JOUW OPDRACHT: Neem een deel van het onderstaande fragment woord voor woord over. Begin bij de woorden met "Red.:   Een andere" en stop na "inwoners heeft.   ...".

TE LEZEN FRAGMENT:
Red.:   Een andere vorm van geestelijk schade is op hge geied van mentaliteit aangaande geestelijke versus materiële waarden:


Uit: De Telegraaf, 04/05-04-2008, van een correspondent

Duitsers meest geliefd

Duitsland is het meest geliefde land ter wereld. Dat stelt de Engelse omroep BBC op basis van een wereldwijde peiling onder 17.000 mensen. Uit een andere enquête bleek ook nog eens dat de hoofdstad Berlijn de gelukkigste inwoners heeft.   ...
    Ook de Duitse hoofdstad Berlijn doet het goed, blijkt uit een peiling van het milieuconcern Veolia Environment. De burgers van de tot 1989 gedeelde stad voelen zich gelukkiger, minder eenzaam en minder anoniem dan elders.
    In New York, Londen en Parijs zeiden negen van de tien inwoners dat een "zeer hoog inkomen" een voorwaarde is voor een goed leven. In de Duitse hoofdstad gold dat slechts voor de helft van de mensen. Daarentegen beoordelen de Berlijners de werkloosheid en de armoede als negatief. ...


Red.:   Met die armoede, voornamelijk in de buitenwijken, zit de ware megapoolbewoner, de kosmopoliet, natuurlijk niet zo. Die gaat het alleen maar om het grote geld.
    Nu de versie van iemand die goed met woorden om kan gaan:


Uit: De Volkskrant, 22-11-2008, door Marjolijn Februari

Iemand moet in dat idee van een menselijke kudde hebben geloofd

Iedereen komt ergens vandaan. Behalve ik. Iedereen is ergens opgegroeid, in donkere wouden vol geheimzinnig lichtgevende vogels, onder rode broodbomen waaraan gele ananasvlinders groeien; al mijn vrienden hebben een Heimat aan vreemde kusten of op het Rokin. Alleen ik niet. Ik ben opgegroeid in een bouwput. Op een tekentafel.
    In de jaren zestig moet iemand op het lumineuze idee zijn gekomen dat je steden kunt maken met een liniaal. Een ijverige ambtenaar die Blokken van Bordewijk had gelezen en steden voor zich zag als blokkendozen, bloemperken als vierkanten, straten als lijnen. 'Men is begonnen de dorpen af te schaffen,'schrijft Bordewijk, 'men zal op den duur de steden willen afschaffen en de hele staatsbevolking willen onderbrengen in één stad als één stal.' Iemand moet in dat idee van een menselijke kudde hebben geloofd.
    Rond 1960 begon men dus het weiland aan de noordkant van Utrecht vol te bouwen met hoge flats; dat bouwen duurde een paar jaar, en rond 1970 was Overvecht klaar. Op 22 maart 2007 werd de wijk door de minister uitgeroepen tot 'Prachtwijk' . Waarom? Omdat het er zo lelijk is. Uit de Wijkenmonitor: 'Op de vraag wat er leuk is aan de wijk en buurt geven relatief veel Overvechters aan dat er niets leuk is aan de buurt (17 procent).' In de grootschalige wijk heerst op dit moment armoede en eenzaamheid; te veel mensen hebben geen werk en zijn afhankelijk van uitkeringen, er is overlast door criminaliteit en drugs, bewoners klagen in groten getale over vervuiling van de openbare ruimte en de omstandigheden zijn de laatste jaren eerder verslechterd dan verbeterd. Overvecht: in deze prachtwijk ben ik opgegroeid.

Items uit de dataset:

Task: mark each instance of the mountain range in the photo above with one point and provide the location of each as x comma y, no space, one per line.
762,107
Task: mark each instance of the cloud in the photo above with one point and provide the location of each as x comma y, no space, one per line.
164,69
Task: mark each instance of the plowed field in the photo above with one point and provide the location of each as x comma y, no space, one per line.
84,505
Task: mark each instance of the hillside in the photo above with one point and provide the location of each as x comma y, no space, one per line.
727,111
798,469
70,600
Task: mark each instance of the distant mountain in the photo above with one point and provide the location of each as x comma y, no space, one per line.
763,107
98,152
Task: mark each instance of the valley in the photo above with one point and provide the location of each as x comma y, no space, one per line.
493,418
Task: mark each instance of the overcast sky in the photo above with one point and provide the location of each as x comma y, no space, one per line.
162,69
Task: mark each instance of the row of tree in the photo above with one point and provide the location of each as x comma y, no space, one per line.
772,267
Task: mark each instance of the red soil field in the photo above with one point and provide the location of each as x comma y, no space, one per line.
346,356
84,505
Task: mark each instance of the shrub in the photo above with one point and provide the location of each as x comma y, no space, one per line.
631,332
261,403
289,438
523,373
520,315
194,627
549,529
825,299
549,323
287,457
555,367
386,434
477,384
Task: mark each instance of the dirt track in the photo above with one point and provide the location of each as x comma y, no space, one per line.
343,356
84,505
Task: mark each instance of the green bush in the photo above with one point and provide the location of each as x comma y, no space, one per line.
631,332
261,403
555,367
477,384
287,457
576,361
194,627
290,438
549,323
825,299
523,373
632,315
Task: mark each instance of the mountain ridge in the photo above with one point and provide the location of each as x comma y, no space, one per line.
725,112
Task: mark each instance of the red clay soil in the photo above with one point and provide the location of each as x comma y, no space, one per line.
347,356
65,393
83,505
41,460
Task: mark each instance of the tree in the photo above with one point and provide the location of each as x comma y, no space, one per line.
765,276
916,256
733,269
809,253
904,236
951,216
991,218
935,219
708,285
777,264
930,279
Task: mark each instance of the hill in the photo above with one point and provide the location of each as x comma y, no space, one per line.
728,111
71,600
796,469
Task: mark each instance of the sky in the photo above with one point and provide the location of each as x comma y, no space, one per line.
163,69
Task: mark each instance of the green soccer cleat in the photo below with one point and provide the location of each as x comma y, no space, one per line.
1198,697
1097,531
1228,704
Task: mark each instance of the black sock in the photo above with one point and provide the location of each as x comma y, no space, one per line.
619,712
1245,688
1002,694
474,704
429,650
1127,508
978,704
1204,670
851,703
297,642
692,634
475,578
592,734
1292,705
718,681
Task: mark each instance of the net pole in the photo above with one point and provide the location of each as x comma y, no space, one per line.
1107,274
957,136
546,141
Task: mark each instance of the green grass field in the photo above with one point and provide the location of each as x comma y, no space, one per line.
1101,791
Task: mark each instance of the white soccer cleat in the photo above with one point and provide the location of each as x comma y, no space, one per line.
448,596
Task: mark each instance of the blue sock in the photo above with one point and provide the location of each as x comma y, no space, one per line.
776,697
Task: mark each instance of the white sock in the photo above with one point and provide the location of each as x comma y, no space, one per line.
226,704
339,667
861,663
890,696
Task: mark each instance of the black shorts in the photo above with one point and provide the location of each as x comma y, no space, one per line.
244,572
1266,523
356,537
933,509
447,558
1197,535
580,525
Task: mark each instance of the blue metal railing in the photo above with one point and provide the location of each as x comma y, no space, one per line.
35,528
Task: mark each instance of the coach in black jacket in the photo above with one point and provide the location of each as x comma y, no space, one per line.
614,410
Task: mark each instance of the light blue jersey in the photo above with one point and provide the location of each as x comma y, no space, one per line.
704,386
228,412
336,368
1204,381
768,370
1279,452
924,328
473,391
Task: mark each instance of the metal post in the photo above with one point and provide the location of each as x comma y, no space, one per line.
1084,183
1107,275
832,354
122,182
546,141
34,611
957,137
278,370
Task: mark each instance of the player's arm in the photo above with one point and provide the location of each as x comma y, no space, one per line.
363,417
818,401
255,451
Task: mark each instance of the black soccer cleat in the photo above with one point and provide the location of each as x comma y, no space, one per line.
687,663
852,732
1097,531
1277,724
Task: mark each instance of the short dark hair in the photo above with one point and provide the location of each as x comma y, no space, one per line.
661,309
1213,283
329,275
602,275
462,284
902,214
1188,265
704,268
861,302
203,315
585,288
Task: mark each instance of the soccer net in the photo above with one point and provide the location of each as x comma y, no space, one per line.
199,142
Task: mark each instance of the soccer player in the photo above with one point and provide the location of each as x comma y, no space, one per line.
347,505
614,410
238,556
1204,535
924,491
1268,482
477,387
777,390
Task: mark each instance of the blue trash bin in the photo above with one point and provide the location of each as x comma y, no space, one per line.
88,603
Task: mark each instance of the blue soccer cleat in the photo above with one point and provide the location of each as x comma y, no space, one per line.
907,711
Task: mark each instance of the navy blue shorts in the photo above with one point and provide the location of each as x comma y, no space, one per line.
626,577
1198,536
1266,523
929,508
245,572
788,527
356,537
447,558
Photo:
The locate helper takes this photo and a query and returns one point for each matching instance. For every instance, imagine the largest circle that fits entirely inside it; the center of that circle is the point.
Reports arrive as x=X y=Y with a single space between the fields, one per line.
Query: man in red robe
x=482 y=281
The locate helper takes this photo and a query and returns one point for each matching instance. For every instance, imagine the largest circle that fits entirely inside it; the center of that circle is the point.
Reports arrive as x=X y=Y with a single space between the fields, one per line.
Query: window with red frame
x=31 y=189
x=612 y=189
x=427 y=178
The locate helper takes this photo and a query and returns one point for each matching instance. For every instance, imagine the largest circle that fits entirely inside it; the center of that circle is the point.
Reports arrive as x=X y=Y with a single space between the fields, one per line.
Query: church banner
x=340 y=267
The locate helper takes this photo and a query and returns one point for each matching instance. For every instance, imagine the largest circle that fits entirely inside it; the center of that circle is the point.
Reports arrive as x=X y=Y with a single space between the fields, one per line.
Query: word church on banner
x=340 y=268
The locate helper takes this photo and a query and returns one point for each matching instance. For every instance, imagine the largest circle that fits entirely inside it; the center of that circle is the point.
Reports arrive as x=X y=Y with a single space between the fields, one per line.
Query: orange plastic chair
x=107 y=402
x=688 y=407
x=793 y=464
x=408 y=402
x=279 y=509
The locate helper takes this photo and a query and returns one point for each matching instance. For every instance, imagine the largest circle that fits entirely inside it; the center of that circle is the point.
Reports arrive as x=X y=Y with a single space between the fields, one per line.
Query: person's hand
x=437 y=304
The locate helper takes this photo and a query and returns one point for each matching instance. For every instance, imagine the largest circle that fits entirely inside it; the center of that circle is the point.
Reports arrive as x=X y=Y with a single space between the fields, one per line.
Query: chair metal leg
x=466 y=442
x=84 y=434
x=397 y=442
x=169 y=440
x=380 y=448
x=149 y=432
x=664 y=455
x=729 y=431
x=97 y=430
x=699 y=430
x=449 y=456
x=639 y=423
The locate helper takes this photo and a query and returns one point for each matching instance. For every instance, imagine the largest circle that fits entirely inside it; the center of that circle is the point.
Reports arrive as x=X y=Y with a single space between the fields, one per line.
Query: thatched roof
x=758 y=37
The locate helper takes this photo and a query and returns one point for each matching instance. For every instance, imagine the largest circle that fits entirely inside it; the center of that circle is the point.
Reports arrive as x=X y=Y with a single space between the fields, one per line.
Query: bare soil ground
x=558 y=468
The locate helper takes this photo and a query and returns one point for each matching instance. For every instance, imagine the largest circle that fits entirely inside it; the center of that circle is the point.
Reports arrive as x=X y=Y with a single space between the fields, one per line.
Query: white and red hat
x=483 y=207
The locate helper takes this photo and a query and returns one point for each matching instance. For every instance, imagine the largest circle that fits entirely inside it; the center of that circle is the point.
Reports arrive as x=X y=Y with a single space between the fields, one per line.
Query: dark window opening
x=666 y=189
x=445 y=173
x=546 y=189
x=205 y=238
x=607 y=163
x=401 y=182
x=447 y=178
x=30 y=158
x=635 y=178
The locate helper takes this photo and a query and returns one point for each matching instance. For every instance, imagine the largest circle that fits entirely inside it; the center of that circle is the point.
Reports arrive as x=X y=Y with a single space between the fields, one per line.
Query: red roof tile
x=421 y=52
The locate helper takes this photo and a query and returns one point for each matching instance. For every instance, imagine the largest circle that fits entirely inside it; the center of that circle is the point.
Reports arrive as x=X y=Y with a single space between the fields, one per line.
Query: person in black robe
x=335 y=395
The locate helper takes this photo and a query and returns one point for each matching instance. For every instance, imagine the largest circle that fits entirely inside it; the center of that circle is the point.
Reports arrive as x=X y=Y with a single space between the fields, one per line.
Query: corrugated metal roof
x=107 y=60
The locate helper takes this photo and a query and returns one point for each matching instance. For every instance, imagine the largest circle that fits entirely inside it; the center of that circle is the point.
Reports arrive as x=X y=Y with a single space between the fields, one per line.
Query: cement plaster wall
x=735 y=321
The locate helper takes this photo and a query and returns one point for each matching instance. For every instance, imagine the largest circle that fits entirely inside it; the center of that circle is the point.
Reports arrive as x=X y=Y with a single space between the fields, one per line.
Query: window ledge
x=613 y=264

RESULTAAT OPDRACHT:
Red.:   Een andere vorm van geestelijk schade is op hge geied van mentaliteit aangaande geestelijke versus materiële waarden:


Uit: De Telegraaf, 04/05-04-2008, van een correspondent

Duitsers meest geliefd

Duitsland is het meest geliefde land ter wereld. Dat stelt de Engelse omroep BBC op basis van een wereldwijde peiling onder 17.000 mensen. Uit een andere enquête bleek ook nog eens dat de hoofdstad Berlijn de gelukkigste inwoners heeft.   ...